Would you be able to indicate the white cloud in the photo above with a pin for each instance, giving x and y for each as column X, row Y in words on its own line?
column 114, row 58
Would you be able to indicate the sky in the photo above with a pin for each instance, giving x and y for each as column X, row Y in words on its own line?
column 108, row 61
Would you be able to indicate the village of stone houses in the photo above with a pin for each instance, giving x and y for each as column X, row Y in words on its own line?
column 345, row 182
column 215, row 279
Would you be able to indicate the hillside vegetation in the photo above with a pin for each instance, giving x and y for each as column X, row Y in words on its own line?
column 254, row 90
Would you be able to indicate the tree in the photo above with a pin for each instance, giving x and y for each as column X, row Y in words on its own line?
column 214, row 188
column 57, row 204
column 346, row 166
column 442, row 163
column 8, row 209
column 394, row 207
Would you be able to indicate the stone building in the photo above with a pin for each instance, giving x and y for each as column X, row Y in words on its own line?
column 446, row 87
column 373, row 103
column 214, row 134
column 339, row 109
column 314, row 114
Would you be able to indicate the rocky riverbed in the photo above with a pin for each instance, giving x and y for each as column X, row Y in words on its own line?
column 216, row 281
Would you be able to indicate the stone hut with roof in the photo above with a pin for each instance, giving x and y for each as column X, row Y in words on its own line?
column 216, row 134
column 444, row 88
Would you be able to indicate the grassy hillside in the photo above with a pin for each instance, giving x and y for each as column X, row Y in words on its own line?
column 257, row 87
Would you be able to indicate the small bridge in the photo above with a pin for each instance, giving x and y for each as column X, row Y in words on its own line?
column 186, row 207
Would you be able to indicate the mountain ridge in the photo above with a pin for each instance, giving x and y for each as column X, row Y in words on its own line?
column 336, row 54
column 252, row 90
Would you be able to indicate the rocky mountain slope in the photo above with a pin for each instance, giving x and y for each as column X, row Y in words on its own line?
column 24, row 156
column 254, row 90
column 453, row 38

========================

Exercise aim:
The data above is to be given again, with every line exact.

Written answer:
Would you be able to indicate the white cloud in the photo above with a pin for each instance, giving x and y for each as column X, row Y in words on its own line?
column 114, row 58
Would you be able to indicate the sky in the photo above with a pin for each instance, giving x and y for each as column X, row Y in words on its own line?
column 108, row 61
Would you be able to indicate the village of stone houses in the photo above with a pin for each instance, giving x and y for each as column X, row Y in words on its own line?
column 345, row 182
column 215, row 279
Would you be able to indicate the hillside vegetation in the photo above with a pin for each instance, giving x and y for each as column X, row Y in words on its own line?
column 254, row 90
Would you be able to indicate the tree in the photo above with a pin for each instance, giving x and y for each as column X, row Y in words on its own line?
column 214, row 188
column 57, row 204
column 346, row 166
column 442, row 163
column 8, row 209
column 394, row 207
Would you be able to indicate the stone building in the photo above with a pin for each instance, giving x and y for each as column X, row Y in words on its own line?
column 446, row 87
column 373, row 103
column 214, row 134
column 339, row 109
column 314, row 114
Would you be able to indicate the rocky riverbed in the photo above with a pin for each instance, giving x and y for each as column X, row Y in words on its own line?
column 216, row 281
Would you be able to indicate the stone hut with roof in the photo above with a pin for each instance, giving x and y for each as column X, row Y in words on its own line?
column 216, row 134
column 444, row 88
Would you be able to indicate the grassy hillside in the photo above with a pin for each instance, giving x and y for each as column X, row Y in words on its own line?
column 257, row 87
Would you be able to indicate the small bridge in the photo above with a pin for each instance, giving x and y for each as column X, row Y in words on its own line?
column 186, row 207
Would you be able to indicate the mountain ridge in the photo above with a pin for each instance, giving x and y for each as column X, row Y in words on its own line?
column 336, row 54
column 252, row 90
Would you be able to indicate the rocky mountain slope in the photo above with a pin for each instance, giving x and y for each as column X, row Y in words on its own line?
column 24, row 156
column 254, row 90
column 453, row 38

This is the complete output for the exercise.